> **Text passage**:
▼
It started out a really good Independence Day. So how did it wind up in a lair of very illegal drugs, nerves at the exploding point, floor awash in blood?

Um, let me go back to the beginning, because there’s some wide-ranging territory to cover related to this here holiday.

After watching from the sidewalk every year, I finally decided to ride in our small-town Fourth of July parade that I love. From the back of the Daily Press pickup truck, I saw women twirling brightly colored, huge billowy fiesta skirts, the Wells Fargo stagecoach pulled by horses, surfers right behind us (one young woman walking and running to catch up in 6-inch wedge sandals), Chabads after them, dancing like it would take them to the promised land, with a little bitty kid doing that insane Russian squatting leg-kick thing. I used to be able to do that … when I was 12.

There were more police officers than I thought Santa Monica had for the whole city. (A great opportunity to commit a crime anywhere but Main Street.) There was a gorgeous old Packard and a very bright yellow Buick (that grille!) and an orange Bugatti that a nearby policeman (see?) commented must be the real deal because it had the certified antique car license plate, reading 1927. (If so, it was worth a million or two. If the driver, dressed in authentic-looking 1927 motoring garb, bought it just a few years ago, he paid half that. Sheesh. And I collected stamps.)

Our SMDP VIP luxury white pickup truck (snacks, sure, but Dom Perignon? — thanks, Rob!) was preceded by our flatbed truck, with an excellent band playing, the Americans, and packed with several thousand fans of the Daily Press, most of them relatives of our owner/former publisher Ross Furukawa. Great job all around, Ross. (Now, about that raise … )

IN LIEU OF WHAT?

I spotted our U.S. Representative Ted Lieu, but I didn’t go over to say hello. I had done that when he spoke at a meeting of our local Democratic Club last Wednesday, and I’m not sure how he might have greeted me this time.

When I got a chance to introduce myself that evening, I said something like this: “Congressman Lieu, please let me take this opportunity to let you know that as a lifelong proud Democrat who worked on JFK’s campaign as a kid, I am extremely disappointed in what I’ve seen from the national party lately. I don’t think it’s very democratic. And I strongly feel that Debbie Wasserman Schultz [chair of the national party] has to go, immediately.” He nodded politely, of course. I have no idea where Lieu stands on these issues, but I respect his work so far.

There have been grumblings for a long time that Wasserman Schultz has slanted everything she can in favor of her girl Hillary, for the Dem nomination. Very un-level playing field. There is a petition asking for her immediate resignation (more than 200,000 signatures, as of six weeks ago) and she is now the subject of a six-count class action suit for that misfeasance of duty. Of course it comes from Democratic supporters of Bernie Sanders, who have plenty of evidence to provide.
▲
> **Data rows**:
▼
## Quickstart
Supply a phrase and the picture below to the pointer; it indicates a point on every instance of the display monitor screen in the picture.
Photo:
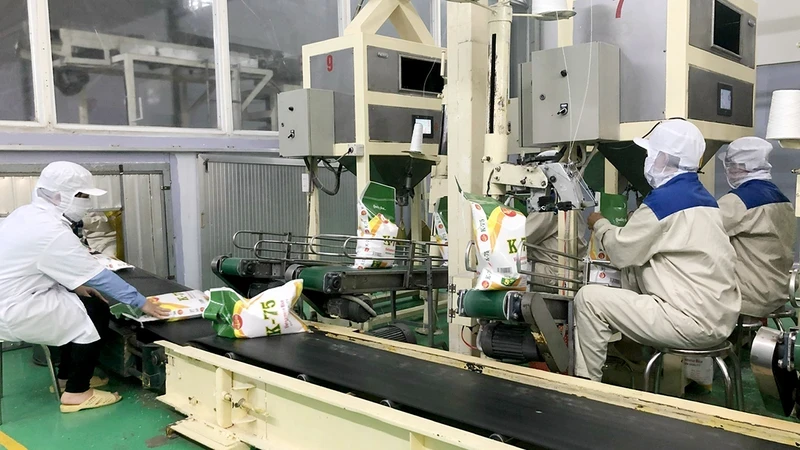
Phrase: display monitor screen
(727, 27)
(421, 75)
▲
▼
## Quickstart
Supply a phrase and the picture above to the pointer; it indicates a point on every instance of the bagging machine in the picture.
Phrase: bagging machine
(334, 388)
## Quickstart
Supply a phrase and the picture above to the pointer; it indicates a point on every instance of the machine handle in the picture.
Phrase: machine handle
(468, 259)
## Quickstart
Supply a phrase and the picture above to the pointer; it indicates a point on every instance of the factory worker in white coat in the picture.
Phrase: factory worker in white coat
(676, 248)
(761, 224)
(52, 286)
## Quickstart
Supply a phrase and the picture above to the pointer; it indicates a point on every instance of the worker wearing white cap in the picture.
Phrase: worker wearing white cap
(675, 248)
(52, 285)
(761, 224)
▲
> **Work to complete**:
1: Repeat the part of the parade column that starts at "IN LIEU OF WHAT?" and ends at "me this time.", word for word.
2: Find each line in the records that contains the word "coat" and copy those lines as they appear.

> **Answers to each task**:
1:
IN LIEU OF WHAT?

I spotted our U.S. Representative Ted Lieu, but I didn’t go over to say hello. I had done that when he spoke at a meeting of our local Democratic Club last Wednesday, and I’m not sure how he might have greeted me this time.

2:
Supply a phrase and the picture above to the pointer; it indicates a point on every instance of the factory worker in white coat in the picture.
Phrase: factory worker in white coat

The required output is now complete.